» To do:
Please rewrite the lines of each entry below, substituting "localization request" for "detection request" and leaving everything else unchanged.

» Dataset entries:

START

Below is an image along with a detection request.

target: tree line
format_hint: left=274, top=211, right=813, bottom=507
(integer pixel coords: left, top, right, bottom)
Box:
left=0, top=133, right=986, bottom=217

END

» Result:
Below is an image along with a localization request.

target: tree line
format_hint: left=274, top=211, right=813, bottom=507
(integer pixel coords: left, top, right, bottom)
Box:
left=0, top=133, right=986, bottom=217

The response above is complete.